[Point labeling examples]
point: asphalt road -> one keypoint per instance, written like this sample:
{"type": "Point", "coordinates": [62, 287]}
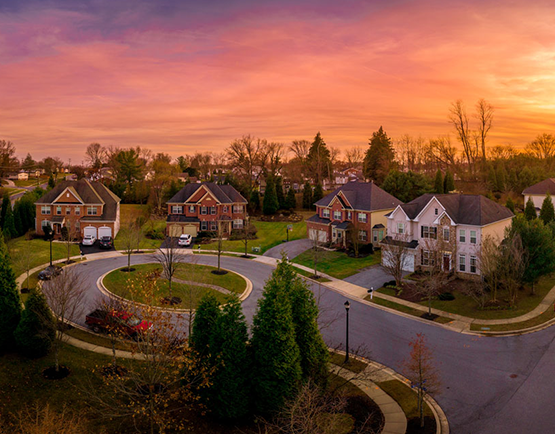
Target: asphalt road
{"type": "Point", "coordinates": [489, 385]}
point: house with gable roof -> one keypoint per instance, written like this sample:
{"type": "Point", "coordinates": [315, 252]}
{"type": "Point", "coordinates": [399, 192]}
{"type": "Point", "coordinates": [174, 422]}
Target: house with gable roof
{"type": "Point", "coordinates": [201, 206]}
{"type": "Point", "coordinates": [361, 206]}
{"type": "Point", "coordinates": [459, 221]}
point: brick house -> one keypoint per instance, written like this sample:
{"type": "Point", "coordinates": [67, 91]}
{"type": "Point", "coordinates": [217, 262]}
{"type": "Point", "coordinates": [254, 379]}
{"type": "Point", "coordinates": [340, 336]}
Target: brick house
{"type": "Point", "coordinates": [539, 191]}
{"type": "Point", "coordinates": [200, 207]}
{"type": "Point", "coordinates": [455, 224]}
{"type": "Point", "coordinates": [361, 206]}
{"type": "Point", "coordinates": [84, 207]}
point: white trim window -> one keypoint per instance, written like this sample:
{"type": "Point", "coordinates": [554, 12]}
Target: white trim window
{"type": "Point", "coordinates": [462, 263]}
{"type": "Point", "coordinates": [473, 264]}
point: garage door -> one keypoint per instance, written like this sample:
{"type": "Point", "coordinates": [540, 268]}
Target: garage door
{"type": "Point", "coordinates": [104, 231]}
{"type": "Point", "coordinates": [89, 230]}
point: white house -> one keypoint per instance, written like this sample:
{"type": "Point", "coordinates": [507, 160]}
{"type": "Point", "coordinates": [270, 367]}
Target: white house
{"type": "Point", "coordinates": [459, 221]}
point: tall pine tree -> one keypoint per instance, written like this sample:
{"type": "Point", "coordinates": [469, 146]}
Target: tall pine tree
{"type": "Point", "coordinates": [10, 303]}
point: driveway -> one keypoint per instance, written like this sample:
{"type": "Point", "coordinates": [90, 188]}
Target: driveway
{"type": "Point", "coordinates": [291, 248]}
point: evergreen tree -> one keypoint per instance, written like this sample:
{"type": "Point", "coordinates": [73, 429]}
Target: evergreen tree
{"type": "Point", "coordinates": [380, 156]}
{"type": "Point", "coordinates": [276, 370]}
{"type": "Point", "coordinates": [291, 200]}
{"type": "Point", "coordinates": [204, 324]}
{"type": "Point", "coordinates": [279, 192]}
{"type": "Point", "coordinates": [270, 203]}
{"type": "Point", "coordinates": [307, 196]}
{"type": "Point", "coordinates": [510, 204]}
{"type": "Point", "coordinates": [8, 225]}
{"type": "Point", "coordinates": [438, 182]}
{"type": "Point", "coordinates": [547, 212]}
{"type": "Point", "coordinates": [10, 304]}
{"type": "Point", "coordinates": [254, 202]}
{"type": "Point", "coordinates": [313, 351]}
{"type": "Point", "coordinates": [530, 210]}
{"type": "Point", "coordinates": [319, 159]}
{"type": "Point", "coordinates": [35, 332]}
{"type": "Point", "coordinates": [229, 393]}
{"type": "Point", "coordinates": [318, 193]}
{"type": "Point", "coordinates": [448, 182]}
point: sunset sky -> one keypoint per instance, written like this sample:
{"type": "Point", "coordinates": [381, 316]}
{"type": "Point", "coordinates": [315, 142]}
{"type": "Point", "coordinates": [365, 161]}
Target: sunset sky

Given problem: Copy every record above exactly, leaving out the pictures.

Reply to the task:
point: asphalt road -> one keypoint per instance, written like this sample:
{"type": "Point", "coordinates": [62, 287]}
Target: asphalt road
{"type": "Point", "coordinates": [489, 385]}
point: house with gable roof -> one keypoint per instance, written like this sample:
{"type": "Point", "coordinates": [315, 252]}
{"type": "Point", "coordinates": [399, 192]}
{"type": "Point", "coordinates": [174, 422]}
Target: house with gable roof
{"type": "Point", "coordinates": [201, 206]}
{"type": "Point", "coordinates": [361, 206]}
{"type": "Point", "coordinates": [459, 221]}
point: brick house -> one keypoint per instance, written like this sample:
{"type": "Point", "coordinates": [67, 91]}
{"type": "Point", "coordinates": [217, 262]}
{"type": "Point", "coordinates": [254, 379]}
{"type": "Point", "coordinates": [340, 336]}
Target: brick house
{"type": "Point", "coordinates": [539, 191]}
{"type": "Point", "coordinates": [200, 207]}
{"type": "Point", "coordinates": [455, 224]}
{"type": "Point", "coordinates": [361, 206]}
{"type": "Point", "coordinates": [84, 207]}
point: white trim window -> one keypoint per instance, written like this sample:
{"type": "Point", "coordinates": [554, 12]}
Target: white trim window
{"type": "Point", "coordinates": [462, 263]}
{"type": "Point", "coordinates": [473, 264]}
point: garage door -> one keypoint per instance, written like this sample:
{"type": "Point", "coordinates": [540, 268]}
Target: garage door
{"type": "Point", "coordinates": [104, 231]}
{"type": "Point", "coordinates": [89, 230]}
point: white house -> one keypoint per instance, written like this sample:
{"type": "Point", "coordinates": [507, 160]}
{"type": "Point", "coordinates": [270, 367]}
Target: white house
{"type": "Point", "coordinates": [459, 221]}
point: tall pine tree -> one keypoint per instance, written like this sample:
{"type": "Point", "coordinates": [469, 146]}
Target: tall pine tree
{"type": "Point", "coordinates": [10, 303]}
point: driveway -> one keypoint per instance, written like this sample:
{"type": "Point", "coordinates": [90, 188]}
Target: driveway
{"type": "Point", "coordinates": [291, 248]}
point: evergreen tree -> one keypoint per instance, written like this sample:
{"type": "Point", "coordinates": [73, 429]}
Target: evergreen tree
{"type": "Point", "coordinates": [380, 156]}
{"type": "Point", "coordinates": [276, 370]}
{"type": "Point", "coordinates": [291, 200]}
{"type": "Point", "coordinates": [204, 324]}
{"type": "Point", "coordinates": [279, 192]}
{"type": "Point", "coordinates": [270, 203]}
{"type": "Point", "coordinates": [307, 196]}
{"type": "Point", "coordinates": [510, 204]}
{"type": "Point", "coordinates": [8, 225]}
{"type": "Point", "coordinates": [438, 182]}
{"type": "Point", "coordinates": [547, 212]}
{"type": "Point", "coordinates": [10, 304]}
{"type": "Point", "coordinates": [254, 202]}
{"type": "Point", "coordinates": [313, 351]}
{"type": "Point", "coordinates": [530, 210]}
{"type": "Point", "coordinates": [319, 159]}
{"type": "Point", "coordinates": [35, 332]}
{"type": "Point", "coordinates": [229, 393]}
{"type": "Point", "coordinates": [318, 193]}
{"type": "Point", "coordinates": [448, 182]}
point: sunset sky -> one keypoint per instance, written like this sample:
{"type": "Point", "coordinates": [381, 316]}
{"type": "Point", "coordinates": [315, 142]}
{"type": "Point", "coordinates": [365, 161]}
Target: sunset sky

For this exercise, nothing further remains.